Übungstext
▬▬▬▬▬▬▬▬▬▬
Die Geschichte von Dobra žena (A Good Wife) ist im Grunde schnell geschildert: Milena, eine fünfzigjährige gutsituierte Ehefrau im Serbien von heute entdeckt beim Putzen ein Video, das die Kriegsverbrechen ihres Mannes dokumentiert. Zur gleichen Zeit bekommt sie eine Brustkrebsdiagnose. Am Ende des Films stellt sie sich der Krebsbehandlung und übergibt das Video einer öffentlichen Stelle.
▬▬▬▬▬▬▬▬▬▬
Zu beantwortende Fragen
- a) Was entdeckt Milena laut Übungstext beim Putzen?
- b) Stimmen die folgenden Aussagen mit dem Übungstext überein? Beantworten Sie jede mit Ja oder Nein und zitieren Sie die entscheidenden Worte wörtlich.
(i) Milena ist fünfzig Jahre alt.
(ii) Milena erhält ihre Krebsdiagnose erst lange nach dem Fund des Videos.
(iii) Am Ende des Films vernichtet Milena das Video.
- c) Schreiben Sie aus dem Übungstext den Abschnitt ab, der bei den Worten „Die Geschichte von“ beginnt und nach den Worten „einer öffentlichen Stelle.“ endet.

Datensatz
▬▬▬▬▬▬▬▬▬▬
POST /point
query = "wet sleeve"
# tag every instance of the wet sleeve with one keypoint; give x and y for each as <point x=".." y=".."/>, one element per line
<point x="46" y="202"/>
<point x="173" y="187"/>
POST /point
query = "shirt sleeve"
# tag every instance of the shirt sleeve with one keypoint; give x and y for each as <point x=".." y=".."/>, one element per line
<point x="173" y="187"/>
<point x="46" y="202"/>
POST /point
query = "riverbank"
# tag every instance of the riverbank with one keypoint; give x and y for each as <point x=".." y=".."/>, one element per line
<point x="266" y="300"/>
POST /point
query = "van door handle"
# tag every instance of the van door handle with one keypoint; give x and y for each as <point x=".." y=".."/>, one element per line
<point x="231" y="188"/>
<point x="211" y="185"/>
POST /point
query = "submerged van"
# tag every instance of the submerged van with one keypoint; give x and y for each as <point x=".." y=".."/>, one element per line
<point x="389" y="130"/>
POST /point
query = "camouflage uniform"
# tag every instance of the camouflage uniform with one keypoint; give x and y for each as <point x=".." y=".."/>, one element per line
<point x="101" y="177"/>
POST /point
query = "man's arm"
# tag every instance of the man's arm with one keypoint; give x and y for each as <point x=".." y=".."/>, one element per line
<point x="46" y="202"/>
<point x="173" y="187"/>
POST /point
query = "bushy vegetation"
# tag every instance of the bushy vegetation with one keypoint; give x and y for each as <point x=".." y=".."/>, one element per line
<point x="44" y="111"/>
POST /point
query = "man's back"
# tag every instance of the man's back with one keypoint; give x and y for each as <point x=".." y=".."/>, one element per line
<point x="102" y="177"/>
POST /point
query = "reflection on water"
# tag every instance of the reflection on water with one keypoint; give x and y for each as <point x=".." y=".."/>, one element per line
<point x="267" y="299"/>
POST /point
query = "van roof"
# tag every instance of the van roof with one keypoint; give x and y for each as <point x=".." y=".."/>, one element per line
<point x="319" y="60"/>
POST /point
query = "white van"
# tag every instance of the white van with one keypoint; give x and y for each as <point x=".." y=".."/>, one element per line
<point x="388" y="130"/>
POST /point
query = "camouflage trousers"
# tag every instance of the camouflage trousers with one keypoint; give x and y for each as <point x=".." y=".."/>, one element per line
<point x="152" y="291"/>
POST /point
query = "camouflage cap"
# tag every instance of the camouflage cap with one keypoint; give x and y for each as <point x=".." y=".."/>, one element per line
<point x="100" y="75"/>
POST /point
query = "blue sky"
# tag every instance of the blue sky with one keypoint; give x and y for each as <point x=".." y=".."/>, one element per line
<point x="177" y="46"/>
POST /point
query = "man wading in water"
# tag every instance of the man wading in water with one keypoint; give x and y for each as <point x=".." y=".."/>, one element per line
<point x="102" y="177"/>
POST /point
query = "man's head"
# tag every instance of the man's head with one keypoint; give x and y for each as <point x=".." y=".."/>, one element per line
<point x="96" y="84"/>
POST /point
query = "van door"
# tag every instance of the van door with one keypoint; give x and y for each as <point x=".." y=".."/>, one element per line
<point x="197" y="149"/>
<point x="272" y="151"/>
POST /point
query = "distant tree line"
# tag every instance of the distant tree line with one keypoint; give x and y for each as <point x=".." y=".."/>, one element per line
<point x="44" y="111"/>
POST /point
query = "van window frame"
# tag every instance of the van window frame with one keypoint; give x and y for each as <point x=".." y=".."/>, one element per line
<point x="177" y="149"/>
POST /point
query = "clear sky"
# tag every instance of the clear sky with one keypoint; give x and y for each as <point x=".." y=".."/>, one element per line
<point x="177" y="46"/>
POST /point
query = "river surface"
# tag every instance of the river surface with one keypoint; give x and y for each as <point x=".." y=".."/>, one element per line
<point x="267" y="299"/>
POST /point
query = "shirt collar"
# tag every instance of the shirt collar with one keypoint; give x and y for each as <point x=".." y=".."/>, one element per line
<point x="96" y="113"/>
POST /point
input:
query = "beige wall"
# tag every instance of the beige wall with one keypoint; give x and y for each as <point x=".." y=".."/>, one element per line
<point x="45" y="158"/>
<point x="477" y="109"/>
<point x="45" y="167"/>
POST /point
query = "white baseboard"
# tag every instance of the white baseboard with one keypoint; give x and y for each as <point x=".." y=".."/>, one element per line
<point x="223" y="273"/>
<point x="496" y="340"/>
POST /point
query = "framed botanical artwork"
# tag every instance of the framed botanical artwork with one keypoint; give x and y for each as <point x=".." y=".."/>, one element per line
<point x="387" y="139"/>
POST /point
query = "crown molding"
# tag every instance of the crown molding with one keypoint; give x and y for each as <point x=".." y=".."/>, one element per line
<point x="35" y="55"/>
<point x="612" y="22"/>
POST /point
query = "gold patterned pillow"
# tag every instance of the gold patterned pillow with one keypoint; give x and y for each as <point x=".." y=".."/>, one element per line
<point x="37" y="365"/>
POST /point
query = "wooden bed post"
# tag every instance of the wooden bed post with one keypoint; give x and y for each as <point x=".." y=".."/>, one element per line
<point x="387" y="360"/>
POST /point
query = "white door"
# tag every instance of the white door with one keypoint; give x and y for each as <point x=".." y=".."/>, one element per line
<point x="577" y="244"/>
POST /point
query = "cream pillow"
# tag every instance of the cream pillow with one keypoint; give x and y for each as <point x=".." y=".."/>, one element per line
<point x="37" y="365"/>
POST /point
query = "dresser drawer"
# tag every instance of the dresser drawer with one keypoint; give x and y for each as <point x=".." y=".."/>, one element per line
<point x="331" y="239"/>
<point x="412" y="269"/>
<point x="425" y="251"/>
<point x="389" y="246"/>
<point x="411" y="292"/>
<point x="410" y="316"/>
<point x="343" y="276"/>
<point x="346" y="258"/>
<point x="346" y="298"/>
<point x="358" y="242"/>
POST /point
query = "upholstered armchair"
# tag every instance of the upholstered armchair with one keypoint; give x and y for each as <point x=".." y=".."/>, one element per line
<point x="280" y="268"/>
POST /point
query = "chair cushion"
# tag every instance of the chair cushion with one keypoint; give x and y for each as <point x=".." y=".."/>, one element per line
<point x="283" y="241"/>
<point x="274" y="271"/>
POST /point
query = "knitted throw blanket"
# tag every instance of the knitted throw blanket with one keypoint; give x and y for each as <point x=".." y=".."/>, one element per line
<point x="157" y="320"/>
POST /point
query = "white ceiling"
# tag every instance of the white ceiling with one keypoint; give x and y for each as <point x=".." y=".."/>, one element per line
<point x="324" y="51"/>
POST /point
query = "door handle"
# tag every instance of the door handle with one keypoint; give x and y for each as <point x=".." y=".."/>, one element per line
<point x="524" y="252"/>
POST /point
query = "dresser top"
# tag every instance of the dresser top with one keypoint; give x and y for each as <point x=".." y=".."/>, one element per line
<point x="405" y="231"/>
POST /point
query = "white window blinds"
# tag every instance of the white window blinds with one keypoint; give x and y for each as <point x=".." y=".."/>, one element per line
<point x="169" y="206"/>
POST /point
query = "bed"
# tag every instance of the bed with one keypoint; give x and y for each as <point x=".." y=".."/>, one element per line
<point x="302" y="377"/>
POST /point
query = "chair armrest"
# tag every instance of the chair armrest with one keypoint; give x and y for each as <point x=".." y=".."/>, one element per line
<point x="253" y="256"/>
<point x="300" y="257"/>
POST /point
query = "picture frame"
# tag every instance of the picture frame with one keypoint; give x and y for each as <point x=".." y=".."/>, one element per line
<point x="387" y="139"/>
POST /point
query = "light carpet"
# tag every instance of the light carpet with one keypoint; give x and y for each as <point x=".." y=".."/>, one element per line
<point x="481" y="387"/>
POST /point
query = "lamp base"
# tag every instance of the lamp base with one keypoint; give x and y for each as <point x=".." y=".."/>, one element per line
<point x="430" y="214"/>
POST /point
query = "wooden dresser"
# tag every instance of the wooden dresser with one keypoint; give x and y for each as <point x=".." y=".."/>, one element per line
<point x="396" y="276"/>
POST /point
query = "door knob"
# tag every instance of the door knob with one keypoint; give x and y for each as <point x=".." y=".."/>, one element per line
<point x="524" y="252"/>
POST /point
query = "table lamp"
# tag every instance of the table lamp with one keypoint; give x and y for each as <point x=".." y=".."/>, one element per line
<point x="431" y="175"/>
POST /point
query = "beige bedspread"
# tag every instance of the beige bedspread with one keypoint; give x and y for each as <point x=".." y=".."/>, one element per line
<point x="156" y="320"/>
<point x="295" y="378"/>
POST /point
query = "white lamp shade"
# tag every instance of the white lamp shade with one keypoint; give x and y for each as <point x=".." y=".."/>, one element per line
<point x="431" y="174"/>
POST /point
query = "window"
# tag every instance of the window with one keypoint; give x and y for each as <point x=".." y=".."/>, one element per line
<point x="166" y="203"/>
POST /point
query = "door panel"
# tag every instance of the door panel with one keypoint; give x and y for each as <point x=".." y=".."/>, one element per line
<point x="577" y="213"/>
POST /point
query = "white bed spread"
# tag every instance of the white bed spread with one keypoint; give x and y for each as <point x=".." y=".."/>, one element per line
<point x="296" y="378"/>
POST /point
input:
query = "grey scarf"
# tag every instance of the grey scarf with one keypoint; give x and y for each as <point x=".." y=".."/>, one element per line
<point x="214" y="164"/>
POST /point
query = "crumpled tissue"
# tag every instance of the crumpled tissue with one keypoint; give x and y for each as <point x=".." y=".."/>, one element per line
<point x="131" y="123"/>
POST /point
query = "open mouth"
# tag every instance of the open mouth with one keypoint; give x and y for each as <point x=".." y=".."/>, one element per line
▬▬▬▬▬▬▬▬▬▬
Ergebnisse der Übung
- a) Ein Video, das die Kriegsverbrechen ihres Mannes dokumentiert.

- b)
(i) Ja: „eine fünfzigjährige gutsituierte Ehefrau“
(ii) Nein: „Zur gleichen Zeit bekommt sie eine Brustkrebsdiagnose.“
(iii) Nein: „übergibt das Video einer öffentlichen Stelle“

- c)
Die Geschichte von Dobra žena (A Good Wife) ist im Grunde schnell geschildert: Milena, eine fünfzigjährige gutsituierte Ehefrau im Serbien von heute entdeckt beim Putzen ein Video, das die Kriegsverbrechen ihres Mannes dokumentiert. Zur gleichen Zeit bekommt sie eine Brustkrebsdiagnose. Am Ende des Films stellt sie sich der Krebsbehandlung und übergibt das Video einer öffentlichen Stelle.